Stefan Zweig and wife by mervekahraman

Deseando ser creyentes transmisores de buenas noticias podríamos admitir que Zweig fue un hombre justo, en el sentido más espiritual y metafísico del que me hago cargo y que el propio escritor, judío por ‘accidente de nacimiento’ que diría él, entendería con plácida cordura: un ser coherente, responsable, digno y atrevido hasta no poder más. Probablemente no pudo cuando, harto de desesperanza frente a esa oleada del nazismo que consideró imposible de extirpar, acabó quitándose la vida al lado de su esposa en plena II Guerra Mundial.

Tal vez por eso, cuanto más se avanza en la lectura de ‘Mendel el de los libros’ menos capaces nos sentimos de sacarnos de la cabeza a su coetáneo Bertolt Brecht, otro hombre justo, también dolorido por el horrible realismo que rezumaba en cada esquina de su país. Exiliado de Alemania Brecht, autoexiliado de Austria Zweig, tan críticos y moscas cojoneras frente al autoritarismo y la intolerancia que sus obras comparten el gozoso privilegio de haber sido prohibidas por el nacionalsocialismo. Más aún a raíz de Mendel, de su inocencia interrumpida, de los nazis, del Imperio austro-húngaro o la madre que los trajo a todos, transcribo el texto atribuido a Brecht, y que cobra más sentido si cabe en boca de su verdadero autor, un pastor luterano de nombre irrecordable que lo soltó en un sermón haciéndonos ver que “el silencio de los buenos es lo peor de la gente mala”, si parafraseamos a Gandhi:
«Cuando los nazis vinieron a buscar a los comunistas, guardé silencio, porque yo no era comunista,
Cuando encarcelaron a los socialdemócratas, guardé silencio, porque yo no era socialdemócrata,
Cuando vinieron a buscar a los sindicalistas, no protesté, porque yo no era sindicalista,
Cuando vinieron a buscar a los judíos, no protesté, porque yo no era judío,
Cuando finalmente vinieron a buscarme a mi, no había nadie más que pudiera protestar.»

Mendel, el viejo judío de memoria que tiende a infinito, fue uno de esos a los que se llevaron y la peña no hizo nada, digamos que justamente disculpada y perdonada por esa tan cruel como realista ética de situación. Porque si bien es cierto que ‘Mendel el de los libros’ es básicamente un comprometido alegato contra lo absurdo de las ideas posbélicas defendidas a ultranza so pena de campos de exterminio, no es menos verdad que golpea profusamente a quien se hace cómplice de la injusticia hacia el débil y el inocente, provenga esta del miedo a alzar la voz (la buena señora Sporschil) o de la desvergüenza de aprovechar la caída de la víctima y la victoria de sus verdugos para sacar tajada (el deshonroso señor Gurtner).

REQUISITOS
1 – Según el poema citado en el texto sobre Zweig, ¿a qué grupos vinieron a buscar o encarcelaron los nazis antes de ir por quien habla? Nómbralos todos.
2 – Responde estas preguntas sobre el texto sobre Zweig:
(a) ¿Durante qué guerra se quitó Zweig la vida?
(b) ¿Quién es, según el texto, el verdadero autor del poema atribuido a Brecht?
(c) ¿Qué personaje encarna el miedo a alzar la voz?
3 – Prosigue, por favor, el texto sobre Zweig desde su última oración.

EXTRACTOS DEL LISTADO
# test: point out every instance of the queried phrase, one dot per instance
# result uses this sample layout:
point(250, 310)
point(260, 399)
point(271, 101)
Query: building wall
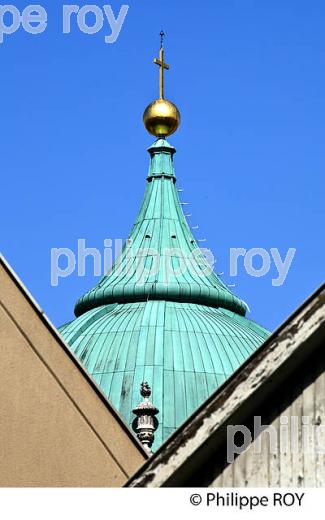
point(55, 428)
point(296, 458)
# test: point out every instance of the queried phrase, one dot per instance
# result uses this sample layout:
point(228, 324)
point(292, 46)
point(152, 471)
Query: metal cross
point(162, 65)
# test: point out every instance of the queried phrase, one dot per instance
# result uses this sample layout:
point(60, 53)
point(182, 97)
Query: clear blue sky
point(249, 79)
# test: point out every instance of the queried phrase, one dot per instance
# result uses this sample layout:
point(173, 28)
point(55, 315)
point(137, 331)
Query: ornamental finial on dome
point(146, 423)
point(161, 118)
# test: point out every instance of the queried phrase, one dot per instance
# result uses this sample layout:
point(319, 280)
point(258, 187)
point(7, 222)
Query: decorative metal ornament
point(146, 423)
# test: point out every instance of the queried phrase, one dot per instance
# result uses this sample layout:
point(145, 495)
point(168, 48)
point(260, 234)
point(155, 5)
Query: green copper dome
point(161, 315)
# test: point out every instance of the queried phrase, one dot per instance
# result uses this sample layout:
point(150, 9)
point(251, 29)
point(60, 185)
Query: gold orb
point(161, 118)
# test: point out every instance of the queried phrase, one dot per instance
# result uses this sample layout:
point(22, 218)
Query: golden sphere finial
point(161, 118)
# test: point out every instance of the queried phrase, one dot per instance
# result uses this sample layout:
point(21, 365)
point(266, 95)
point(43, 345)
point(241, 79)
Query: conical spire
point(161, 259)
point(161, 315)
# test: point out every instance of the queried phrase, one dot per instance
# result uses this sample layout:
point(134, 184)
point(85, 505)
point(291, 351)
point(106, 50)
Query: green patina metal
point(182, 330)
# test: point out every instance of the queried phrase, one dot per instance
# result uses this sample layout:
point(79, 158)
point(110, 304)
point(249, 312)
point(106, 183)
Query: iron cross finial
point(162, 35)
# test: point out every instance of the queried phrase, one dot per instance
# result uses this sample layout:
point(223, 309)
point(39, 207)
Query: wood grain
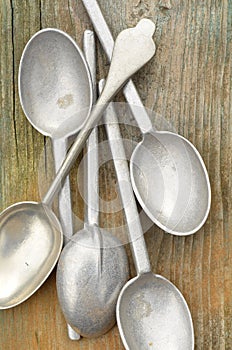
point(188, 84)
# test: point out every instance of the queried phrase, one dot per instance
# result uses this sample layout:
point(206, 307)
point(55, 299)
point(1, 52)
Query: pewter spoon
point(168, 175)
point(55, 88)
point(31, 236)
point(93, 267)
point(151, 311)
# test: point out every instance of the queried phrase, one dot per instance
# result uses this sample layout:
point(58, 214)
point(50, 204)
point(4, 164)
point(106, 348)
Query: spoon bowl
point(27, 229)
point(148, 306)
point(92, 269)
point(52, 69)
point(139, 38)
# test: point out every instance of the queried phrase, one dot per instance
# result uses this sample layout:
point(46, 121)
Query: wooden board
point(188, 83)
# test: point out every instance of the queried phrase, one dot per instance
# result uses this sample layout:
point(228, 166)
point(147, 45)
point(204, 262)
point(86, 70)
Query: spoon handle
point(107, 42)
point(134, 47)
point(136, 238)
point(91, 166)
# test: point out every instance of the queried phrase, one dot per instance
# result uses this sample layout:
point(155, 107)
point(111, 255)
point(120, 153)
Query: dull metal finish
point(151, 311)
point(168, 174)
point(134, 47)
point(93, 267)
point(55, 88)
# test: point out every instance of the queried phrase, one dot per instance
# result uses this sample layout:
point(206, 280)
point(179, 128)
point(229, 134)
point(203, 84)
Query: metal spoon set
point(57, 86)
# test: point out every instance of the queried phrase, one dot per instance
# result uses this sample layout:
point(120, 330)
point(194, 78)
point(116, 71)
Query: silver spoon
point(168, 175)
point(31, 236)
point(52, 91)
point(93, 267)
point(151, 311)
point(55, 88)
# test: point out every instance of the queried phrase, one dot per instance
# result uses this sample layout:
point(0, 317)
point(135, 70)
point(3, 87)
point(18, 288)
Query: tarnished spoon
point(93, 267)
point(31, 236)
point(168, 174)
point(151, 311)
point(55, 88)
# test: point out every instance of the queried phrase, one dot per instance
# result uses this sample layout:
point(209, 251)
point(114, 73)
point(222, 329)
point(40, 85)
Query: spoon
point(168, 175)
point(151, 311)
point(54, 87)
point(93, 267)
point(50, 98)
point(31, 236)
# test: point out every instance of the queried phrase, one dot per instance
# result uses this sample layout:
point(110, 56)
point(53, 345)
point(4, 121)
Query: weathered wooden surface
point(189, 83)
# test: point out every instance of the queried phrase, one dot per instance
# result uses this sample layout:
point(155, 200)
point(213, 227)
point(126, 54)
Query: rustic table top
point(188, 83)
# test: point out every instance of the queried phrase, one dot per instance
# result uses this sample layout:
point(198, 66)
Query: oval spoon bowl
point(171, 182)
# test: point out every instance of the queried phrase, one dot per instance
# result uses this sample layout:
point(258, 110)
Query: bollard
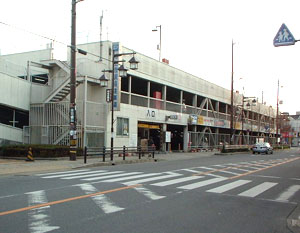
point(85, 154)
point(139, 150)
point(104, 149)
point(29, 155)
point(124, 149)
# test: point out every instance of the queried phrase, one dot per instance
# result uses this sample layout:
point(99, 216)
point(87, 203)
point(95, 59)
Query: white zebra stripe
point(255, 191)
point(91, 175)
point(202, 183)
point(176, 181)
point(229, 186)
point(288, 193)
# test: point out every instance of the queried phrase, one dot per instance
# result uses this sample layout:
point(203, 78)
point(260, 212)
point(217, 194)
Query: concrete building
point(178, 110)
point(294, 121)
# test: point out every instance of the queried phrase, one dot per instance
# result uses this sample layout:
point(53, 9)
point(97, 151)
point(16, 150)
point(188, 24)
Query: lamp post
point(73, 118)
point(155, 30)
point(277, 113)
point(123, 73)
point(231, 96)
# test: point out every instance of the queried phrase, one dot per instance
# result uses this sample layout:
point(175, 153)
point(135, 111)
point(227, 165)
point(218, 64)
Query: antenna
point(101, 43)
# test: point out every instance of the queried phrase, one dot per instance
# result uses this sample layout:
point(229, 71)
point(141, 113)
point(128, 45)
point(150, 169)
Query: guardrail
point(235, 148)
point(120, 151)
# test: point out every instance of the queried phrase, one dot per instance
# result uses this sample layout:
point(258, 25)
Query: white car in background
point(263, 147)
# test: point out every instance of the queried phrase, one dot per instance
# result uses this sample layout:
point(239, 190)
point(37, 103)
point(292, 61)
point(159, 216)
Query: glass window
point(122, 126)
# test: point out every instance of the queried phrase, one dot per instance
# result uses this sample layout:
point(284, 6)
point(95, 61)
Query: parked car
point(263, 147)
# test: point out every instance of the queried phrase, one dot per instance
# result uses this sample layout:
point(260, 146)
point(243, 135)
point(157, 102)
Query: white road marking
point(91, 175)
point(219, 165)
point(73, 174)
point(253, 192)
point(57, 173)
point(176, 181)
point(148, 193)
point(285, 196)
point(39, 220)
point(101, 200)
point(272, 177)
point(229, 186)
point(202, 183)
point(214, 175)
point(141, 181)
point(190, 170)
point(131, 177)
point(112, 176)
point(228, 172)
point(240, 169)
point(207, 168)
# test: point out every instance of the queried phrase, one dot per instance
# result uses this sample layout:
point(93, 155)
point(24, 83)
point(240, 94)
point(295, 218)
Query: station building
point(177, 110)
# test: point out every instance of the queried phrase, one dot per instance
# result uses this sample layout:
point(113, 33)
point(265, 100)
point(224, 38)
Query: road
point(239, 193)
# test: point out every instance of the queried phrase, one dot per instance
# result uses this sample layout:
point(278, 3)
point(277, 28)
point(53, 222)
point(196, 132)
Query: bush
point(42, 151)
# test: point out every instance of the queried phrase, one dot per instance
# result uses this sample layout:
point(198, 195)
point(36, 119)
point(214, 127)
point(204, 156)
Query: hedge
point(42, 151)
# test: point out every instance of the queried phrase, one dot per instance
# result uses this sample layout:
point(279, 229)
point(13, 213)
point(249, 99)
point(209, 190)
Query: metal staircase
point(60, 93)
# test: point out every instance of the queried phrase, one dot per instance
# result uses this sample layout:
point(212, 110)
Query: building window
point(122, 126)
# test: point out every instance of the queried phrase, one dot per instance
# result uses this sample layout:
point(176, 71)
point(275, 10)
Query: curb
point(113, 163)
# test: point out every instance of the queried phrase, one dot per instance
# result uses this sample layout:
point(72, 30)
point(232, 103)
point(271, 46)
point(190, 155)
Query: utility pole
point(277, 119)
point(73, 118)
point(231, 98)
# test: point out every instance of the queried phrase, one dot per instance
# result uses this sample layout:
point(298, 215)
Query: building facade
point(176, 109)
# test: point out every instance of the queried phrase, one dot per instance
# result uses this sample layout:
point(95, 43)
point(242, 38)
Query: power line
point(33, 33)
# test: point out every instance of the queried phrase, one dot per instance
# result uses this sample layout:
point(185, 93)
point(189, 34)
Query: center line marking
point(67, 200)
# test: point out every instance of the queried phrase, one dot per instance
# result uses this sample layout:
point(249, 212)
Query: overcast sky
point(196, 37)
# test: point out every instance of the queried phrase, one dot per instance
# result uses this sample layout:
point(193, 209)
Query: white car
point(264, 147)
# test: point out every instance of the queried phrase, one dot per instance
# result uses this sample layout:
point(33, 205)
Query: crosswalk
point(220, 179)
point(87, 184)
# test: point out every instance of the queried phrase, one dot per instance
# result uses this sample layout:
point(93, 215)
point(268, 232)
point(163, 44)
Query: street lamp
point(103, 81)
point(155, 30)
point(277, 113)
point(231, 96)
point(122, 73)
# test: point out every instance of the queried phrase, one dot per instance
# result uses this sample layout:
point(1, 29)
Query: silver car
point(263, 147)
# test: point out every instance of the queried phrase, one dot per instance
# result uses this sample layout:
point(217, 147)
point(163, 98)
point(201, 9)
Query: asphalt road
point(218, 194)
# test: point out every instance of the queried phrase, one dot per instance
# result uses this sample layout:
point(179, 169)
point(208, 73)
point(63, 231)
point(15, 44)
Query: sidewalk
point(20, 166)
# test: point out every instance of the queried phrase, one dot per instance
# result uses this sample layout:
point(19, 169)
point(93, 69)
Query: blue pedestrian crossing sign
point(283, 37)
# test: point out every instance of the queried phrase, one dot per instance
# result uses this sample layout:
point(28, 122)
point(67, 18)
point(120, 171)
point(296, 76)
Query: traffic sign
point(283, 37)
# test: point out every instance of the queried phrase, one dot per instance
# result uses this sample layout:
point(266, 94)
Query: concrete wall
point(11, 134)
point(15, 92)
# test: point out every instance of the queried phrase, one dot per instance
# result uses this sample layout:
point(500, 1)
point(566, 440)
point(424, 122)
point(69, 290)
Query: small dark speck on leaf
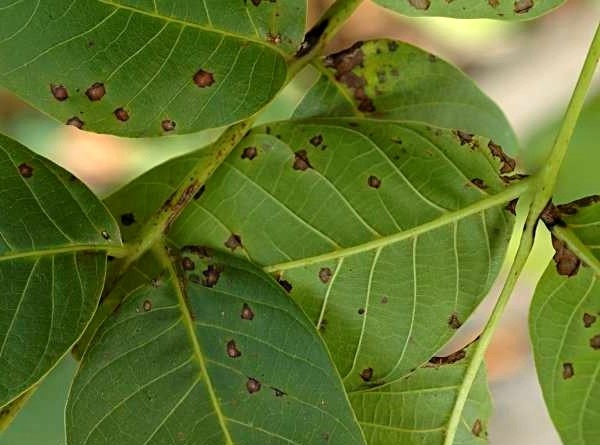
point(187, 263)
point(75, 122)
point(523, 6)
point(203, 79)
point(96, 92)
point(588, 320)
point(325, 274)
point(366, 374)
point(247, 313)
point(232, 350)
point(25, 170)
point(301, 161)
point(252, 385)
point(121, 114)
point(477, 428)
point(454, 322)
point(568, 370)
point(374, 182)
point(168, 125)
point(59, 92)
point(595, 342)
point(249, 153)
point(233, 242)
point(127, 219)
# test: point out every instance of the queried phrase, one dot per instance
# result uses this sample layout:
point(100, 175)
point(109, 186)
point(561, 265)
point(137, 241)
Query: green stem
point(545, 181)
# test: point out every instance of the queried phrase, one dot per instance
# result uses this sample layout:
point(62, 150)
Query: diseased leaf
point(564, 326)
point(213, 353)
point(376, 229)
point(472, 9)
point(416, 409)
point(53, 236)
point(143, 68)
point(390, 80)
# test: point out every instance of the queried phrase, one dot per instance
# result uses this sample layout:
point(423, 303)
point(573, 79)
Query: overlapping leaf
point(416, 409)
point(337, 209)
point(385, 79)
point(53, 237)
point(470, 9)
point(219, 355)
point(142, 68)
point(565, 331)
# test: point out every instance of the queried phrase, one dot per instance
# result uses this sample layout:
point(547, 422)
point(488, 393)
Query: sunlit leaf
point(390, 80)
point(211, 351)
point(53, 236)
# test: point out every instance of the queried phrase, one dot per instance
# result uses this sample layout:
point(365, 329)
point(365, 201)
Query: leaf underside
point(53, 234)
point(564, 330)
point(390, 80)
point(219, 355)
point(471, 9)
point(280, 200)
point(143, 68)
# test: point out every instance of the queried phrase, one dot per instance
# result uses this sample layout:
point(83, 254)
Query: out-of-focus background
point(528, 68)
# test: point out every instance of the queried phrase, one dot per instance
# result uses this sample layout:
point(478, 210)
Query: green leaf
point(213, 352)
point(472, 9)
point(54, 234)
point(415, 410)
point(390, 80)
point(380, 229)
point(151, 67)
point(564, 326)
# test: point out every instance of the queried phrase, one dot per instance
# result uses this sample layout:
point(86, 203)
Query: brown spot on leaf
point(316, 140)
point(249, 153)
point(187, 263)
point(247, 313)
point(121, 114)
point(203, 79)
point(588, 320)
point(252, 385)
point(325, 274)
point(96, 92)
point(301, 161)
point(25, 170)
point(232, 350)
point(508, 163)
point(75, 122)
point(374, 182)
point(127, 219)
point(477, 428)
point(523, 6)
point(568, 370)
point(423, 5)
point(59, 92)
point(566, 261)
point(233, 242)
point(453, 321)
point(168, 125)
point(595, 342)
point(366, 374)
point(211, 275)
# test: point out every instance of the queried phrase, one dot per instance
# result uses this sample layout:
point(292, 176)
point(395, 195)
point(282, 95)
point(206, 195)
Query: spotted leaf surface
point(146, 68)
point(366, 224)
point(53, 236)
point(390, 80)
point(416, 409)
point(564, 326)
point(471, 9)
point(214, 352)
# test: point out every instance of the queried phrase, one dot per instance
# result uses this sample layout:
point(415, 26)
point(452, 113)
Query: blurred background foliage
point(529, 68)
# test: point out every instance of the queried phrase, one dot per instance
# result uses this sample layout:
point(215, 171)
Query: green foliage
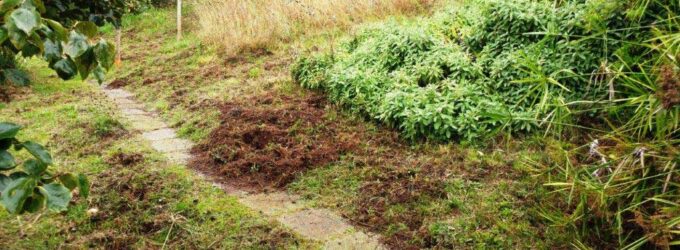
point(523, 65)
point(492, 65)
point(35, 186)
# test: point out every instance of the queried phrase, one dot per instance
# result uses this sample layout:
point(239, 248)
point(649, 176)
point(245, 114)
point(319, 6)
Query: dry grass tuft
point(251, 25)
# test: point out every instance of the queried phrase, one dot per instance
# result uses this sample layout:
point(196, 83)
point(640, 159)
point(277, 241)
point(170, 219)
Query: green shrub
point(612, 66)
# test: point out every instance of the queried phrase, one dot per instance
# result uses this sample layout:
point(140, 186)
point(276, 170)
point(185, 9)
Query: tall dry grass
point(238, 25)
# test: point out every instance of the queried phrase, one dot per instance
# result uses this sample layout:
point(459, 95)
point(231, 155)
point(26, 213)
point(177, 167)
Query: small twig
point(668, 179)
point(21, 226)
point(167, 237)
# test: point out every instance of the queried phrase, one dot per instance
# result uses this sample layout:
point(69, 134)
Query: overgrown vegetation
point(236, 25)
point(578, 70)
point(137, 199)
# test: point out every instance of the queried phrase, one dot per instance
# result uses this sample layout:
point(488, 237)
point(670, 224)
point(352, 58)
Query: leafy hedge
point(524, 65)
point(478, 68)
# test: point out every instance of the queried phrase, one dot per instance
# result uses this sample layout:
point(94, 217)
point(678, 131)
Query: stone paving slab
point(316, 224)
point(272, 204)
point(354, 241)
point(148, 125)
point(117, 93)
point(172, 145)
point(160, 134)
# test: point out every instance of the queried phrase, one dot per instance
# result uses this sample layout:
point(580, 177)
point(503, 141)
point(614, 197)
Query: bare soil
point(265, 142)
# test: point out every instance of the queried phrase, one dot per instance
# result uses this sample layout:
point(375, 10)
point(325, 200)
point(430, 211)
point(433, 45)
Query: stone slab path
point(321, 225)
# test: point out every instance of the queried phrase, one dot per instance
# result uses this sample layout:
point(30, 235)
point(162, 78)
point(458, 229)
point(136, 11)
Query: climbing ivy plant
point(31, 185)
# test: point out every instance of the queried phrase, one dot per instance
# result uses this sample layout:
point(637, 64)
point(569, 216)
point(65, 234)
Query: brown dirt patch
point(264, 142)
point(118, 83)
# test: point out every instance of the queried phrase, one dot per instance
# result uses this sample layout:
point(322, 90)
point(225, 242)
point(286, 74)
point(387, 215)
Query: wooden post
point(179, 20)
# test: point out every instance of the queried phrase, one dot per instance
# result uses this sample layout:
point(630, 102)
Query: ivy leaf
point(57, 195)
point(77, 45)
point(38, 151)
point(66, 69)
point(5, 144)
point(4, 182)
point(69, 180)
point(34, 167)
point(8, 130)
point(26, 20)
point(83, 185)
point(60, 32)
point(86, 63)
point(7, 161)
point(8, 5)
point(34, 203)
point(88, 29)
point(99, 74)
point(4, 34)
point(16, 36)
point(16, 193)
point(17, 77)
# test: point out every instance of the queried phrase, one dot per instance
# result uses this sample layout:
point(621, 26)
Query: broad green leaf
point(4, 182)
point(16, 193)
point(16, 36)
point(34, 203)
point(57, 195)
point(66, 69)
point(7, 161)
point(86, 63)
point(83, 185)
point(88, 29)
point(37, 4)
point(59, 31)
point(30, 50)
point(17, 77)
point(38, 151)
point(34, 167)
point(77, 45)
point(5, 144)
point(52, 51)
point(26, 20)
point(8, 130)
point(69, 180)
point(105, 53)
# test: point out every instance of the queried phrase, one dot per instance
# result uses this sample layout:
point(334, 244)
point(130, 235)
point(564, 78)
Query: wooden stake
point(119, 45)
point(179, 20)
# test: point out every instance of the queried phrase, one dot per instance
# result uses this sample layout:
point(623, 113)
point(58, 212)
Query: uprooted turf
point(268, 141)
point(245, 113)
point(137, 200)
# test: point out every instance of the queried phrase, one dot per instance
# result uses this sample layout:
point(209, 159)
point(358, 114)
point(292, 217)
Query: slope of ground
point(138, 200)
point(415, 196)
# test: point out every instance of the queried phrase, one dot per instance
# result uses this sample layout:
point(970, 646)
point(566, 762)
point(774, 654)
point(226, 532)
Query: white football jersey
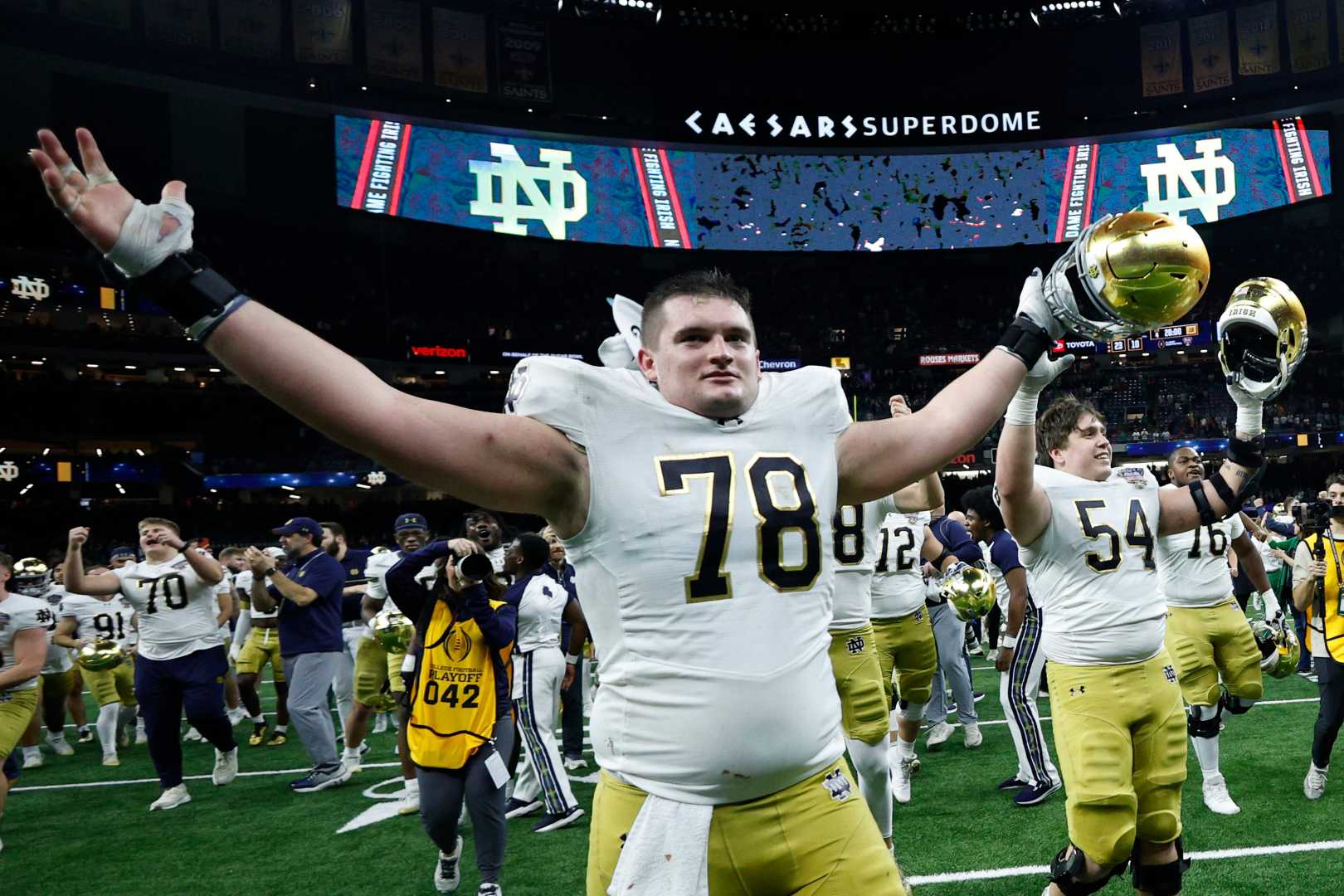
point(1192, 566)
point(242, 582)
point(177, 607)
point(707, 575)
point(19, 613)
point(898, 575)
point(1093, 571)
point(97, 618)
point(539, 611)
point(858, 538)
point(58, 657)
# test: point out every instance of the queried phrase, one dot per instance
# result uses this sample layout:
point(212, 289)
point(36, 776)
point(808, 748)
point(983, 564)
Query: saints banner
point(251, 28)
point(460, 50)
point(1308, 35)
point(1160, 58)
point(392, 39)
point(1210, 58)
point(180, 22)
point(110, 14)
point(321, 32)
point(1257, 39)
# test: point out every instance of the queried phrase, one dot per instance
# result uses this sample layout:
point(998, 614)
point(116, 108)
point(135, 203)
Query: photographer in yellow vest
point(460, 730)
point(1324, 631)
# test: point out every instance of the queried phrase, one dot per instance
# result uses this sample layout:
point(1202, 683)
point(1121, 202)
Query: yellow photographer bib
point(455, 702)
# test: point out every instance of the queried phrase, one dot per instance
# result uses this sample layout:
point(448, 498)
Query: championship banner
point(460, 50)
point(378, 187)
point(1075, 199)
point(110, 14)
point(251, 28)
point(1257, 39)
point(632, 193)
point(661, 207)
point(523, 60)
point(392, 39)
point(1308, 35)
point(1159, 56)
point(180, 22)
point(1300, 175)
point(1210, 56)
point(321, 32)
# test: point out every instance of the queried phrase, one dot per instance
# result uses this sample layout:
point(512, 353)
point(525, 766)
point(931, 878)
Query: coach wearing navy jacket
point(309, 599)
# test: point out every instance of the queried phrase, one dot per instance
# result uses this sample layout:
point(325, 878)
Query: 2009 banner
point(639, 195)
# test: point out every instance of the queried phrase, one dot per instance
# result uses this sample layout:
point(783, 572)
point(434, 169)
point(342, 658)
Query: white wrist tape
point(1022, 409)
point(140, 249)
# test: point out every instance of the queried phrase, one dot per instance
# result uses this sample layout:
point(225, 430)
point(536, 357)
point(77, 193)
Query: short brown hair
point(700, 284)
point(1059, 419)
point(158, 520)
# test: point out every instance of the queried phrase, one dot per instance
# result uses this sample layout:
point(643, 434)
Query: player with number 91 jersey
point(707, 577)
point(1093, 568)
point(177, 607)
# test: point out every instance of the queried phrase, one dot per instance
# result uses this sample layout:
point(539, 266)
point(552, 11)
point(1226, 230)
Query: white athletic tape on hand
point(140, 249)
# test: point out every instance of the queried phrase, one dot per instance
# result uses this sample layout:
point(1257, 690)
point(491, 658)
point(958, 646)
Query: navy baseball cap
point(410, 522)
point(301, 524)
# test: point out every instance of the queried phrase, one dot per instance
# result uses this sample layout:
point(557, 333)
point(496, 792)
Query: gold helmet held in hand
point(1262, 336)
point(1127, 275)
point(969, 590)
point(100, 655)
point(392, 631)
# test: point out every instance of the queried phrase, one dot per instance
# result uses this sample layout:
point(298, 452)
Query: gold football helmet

RESPUESTAS ESPERADAS
1 – Comunistas, socialdemócratas, sindicalistas y judíos.

2 –
(a) La II Guerra Mundial.
(b) Un pastor luterano.
(c) La señora Sporschil.

3 –
El estilo natural y directo de Zweig, su prosa austera y exenta de artificios (cuánto me recuerda también a otra desangrada literata: Irène Némirovsky, ejecutada en Auschwitz justo el mismo año en que perdíamos al austríaco) es una justa medida para una historia justa, aunque en algún párrafo le pierda descaradamente su necesidad imperiosa de exponer principios como si fuera necesario explicar el sinsentido y se acabe revertiendo lo duro en panfletario. Mas no me importa, porque a imagen del narrador afectuoso que recuerda al hombre extraordinario que fue Mendel cuyo hogar y vida sencilla fueron destrozados por el despropósito, me acojo a lo que debería saber: “que los libros sólo se escriben para, por encima del propio aliento, unir a los seres humanos, y así defendernos frente al inexorable reverso de toda existencia: la fugacidad y el olvido”. Particularmente, me resisto a olvidar a Mendel, pasando por encima de esas debilidades que alejan a la obra del virtuosismo, tan sólo desde la elegante simplicidad de sus 57 páginas. Poco más.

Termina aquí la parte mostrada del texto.